### WHAT NEEDS TO BE DONE
From the records below, pull out every line that contains the string "shrub". Matches must agree in case.

### Stored dataset items

---*---

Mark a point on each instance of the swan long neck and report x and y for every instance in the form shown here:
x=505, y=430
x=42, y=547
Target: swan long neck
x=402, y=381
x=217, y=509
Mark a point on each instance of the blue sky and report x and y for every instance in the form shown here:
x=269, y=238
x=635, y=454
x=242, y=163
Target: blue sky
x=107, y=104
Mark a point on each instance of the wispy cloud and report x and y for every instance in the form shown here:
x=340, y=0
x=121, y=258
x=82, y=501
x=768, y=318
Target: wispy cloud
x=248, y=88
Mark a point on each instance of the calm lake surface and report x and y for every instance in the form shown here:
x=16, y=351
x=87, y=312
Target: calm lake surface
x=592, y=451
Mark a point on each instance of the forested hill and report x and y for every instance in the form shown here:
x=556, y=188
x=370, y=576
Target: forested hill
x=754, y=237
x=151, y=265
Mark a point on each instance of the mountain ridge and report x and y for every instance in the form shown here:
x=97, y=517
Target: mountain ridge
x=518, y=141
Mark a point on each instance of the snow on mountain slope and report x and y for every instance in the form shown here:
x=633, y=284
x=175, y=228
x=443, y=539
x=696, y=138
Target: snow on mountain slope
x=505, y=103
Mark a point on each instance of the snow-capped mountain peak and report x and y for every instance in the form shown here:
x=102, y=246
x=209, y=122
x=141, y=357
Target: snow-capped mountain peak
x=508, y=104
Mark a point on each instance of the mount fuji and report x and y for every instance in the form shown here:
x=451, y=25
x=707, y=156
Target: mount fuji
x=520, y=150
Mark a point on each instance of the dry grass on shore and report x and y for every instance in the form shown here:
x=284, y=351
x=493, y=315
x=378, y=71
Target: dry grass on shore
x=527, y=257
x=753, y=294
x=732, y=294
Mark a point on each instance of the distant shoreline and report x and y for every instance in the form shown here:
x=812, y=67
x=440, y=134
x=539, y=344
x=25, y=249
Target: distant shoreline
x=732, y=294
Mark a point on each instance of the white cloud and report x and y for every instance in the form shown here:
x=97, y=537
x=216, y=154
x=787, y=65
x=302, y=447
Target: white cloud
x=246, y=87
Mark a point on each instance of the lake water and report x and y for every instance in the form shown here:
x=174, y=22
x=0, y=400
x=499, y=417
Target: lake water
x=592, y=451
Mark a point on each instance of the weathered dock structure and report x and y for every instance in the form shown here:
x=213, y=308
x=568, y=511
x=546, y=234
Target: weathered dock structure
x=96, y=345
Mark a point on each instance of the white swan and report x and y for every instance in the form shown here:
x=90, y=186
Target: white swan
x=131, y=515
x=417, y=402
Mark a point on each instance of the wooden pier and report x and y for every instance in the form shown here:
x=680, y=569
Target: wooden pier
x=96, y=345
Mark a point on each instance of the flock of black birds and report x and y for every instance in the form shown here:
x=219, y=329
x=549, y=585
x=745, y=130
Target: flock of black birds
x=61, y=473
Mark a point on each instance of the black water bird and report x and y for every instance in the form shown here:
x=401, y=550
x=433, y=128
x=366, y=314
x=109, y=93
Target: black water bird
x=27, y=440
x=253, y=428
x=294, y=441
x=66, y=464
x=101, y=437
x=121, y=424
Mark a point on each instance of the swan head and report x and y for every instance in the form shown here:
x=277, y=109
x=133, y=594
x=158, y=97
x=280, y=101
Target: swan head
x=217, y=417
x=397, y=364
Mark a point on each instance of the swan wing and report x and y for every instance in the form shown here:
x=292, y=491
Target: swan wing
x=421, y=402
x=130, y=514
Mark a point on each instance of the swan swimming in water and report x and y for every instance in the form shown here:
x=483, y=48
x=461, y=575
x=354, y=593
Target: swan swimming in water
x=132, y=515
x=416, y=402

---*---

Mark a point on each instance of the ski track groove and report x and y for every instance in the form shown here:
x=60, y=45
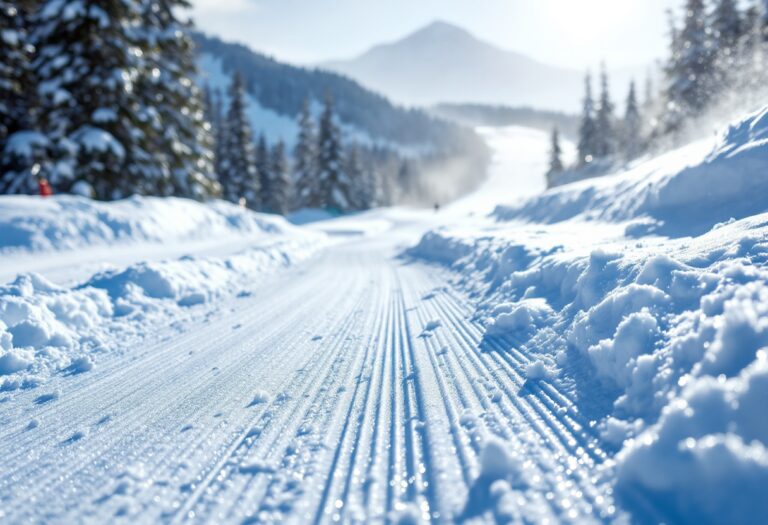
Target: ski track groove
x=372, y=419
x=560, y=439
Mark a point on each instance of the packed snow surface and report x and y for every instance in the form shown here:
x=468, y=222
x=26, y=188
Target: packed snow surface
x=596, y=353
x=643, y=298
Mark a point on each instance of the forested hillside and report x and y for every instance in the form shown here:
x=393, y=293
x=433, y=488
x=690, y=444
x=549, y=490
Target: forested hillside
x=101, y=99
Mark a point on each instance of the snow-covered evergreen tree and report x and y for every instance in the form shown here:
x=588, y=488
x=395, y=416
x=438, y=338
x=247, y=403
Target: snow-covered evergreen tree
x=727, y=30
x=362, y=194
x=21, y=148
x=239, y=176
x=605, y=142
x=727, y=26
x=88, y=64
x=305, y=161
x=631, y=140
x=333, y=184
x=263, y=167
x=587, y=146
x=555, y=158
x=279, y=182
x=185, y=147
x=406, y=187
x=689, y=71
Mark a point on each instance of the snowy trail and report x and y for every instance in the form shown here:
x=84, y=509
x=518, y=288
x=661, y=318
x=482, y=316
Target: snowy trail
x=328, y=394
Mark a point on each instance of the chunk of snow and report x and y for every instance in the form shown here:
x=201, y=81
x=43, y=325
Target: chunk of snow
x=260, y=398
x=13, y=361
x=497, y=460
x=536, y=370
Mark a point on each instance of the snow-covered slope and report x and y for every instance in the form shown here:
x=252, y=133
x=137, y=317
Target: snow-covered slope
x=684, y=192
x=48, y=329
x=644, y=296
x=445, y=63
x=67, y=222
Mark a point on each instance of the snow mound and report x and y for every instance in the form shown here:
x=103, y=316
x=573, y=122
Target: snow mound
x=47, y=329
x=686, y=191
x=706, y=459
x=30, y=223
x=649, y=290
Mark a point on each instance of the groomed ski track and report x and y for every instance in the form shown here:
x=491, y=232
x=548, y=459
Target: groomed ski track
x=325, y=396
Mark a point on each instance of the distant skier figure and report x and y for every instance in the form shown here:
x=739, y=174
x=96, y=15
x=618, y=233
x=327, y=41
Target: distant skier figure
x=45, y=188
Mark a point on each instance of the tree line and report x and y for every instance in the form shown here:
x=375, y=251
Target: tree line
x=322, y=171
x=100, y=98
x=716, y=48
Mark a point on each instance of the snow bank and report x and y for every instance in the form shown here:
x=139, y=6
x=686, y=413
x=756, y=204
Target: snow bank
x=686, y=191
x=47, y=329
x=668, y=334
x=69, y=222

---*---

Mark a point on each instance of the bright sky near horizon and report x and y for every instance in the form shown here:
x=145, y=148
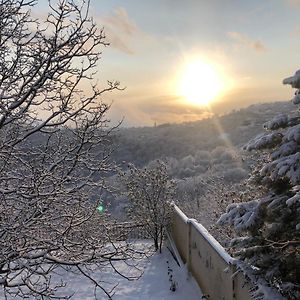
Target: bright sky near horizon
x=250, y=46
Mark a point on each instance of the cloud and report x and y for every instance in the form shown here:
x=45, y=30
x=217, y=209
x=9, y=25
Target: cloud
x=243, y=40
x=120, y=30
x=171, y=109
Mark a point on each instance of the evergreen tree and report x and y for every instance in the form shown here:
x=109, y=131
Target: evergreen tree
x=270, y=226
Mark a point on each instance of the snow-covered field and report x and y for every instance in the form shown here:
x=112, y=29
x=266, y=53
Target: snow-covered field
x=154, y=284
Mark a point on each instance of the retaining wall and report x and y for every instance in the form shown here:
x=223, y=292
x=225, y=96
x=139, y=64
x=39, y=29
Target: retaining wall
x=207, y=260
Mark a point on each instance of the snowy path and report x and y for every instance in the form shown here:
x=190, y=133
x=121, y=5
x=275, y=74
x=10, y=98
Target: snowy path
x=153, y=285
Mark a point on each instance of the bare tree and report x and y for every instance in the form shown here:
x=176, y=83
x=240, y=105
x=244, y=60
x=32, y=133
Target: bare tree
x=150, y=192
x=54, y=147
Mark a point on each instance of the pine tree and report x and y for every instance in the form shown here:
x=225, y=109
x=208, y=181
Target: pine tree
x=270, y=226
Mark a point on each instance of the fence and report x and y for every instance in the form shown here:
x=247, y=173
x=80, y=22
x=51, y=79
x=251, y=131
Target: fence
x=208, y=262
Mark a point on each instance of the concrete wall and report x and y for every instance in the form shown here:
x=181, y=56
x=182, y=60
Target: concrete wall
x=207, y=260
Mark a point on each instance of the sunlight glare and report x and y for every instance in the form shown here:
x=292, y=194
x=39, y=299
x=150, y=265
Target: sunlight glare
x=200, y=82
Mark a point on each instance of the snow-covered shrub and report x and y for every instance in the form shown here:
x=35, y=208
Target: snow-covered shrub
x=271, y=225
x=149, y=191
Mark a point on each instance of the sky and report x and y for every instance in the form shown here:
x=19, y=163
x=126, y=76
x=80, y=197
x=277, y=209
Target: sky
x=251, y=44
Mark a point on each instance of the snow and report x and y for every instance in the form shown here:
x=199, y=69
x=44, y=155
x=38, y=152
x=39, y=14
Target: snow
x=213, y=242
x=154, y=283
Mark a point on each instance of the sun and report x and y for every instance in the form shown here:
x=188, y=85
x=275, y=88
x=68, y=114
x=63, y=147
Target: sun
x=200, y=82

---*---

### SOLUTION FOR THIS PROBLEM
Mark a point on each instance of the snow-covered shrub and report x and y for every instance in the form shown here:
Target: snow-covered shrub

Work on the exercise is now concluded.